§ WHAT IS BEING ASKED: Copy out every line below that contains the word "surface". Give each of those lines in full.

§ ENTRIES SUPPLIED:
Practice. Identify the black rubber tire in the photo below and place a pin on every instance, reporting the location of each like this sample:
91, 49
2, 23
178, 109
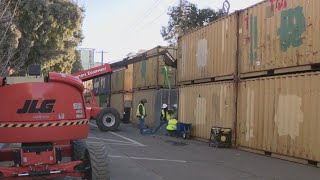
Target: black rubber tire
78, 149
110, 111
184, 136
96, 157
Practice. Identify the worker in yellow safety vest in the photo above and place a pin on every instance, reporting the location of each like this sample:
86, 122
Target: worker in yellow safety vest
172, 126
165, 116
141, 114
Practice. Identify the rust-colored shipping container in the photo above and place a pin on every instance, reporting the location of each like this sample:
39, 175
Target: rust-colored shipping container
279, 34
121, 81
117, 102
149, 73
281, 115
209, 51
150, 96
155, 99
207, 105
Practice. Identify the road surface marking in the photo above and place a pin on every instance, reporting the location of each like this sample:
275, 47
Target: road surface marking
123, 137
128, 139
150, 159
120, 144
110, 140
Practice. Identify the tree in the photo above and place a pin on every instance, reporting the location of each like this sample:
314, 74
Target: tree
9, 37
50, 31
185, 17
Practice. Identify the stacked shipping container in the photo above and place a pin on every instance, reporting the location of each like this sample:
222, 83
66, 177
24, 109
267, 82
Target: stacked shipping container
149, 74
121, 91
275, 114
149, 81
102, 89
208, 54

...

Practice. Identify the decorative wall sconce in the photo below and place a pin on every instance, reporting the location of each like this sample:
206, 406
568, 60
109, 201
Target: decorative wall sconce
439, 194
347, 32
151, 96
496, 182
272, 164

--

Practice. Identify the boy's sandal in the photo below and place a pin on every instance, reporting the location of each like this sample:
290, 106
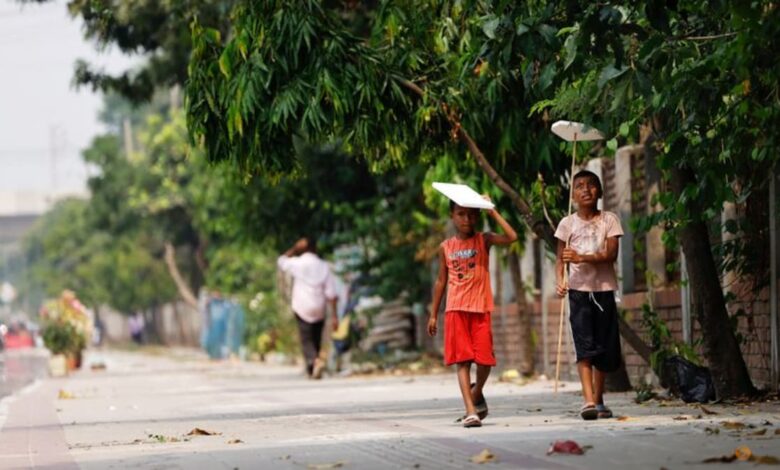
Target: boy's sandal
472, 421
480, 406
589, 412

§ REPLY TO THE EXERCISE:
Practice. Identify the road surface marking in the photo above and place a pin on every instance, reporting the location of each like this sample:
Target: road surface marking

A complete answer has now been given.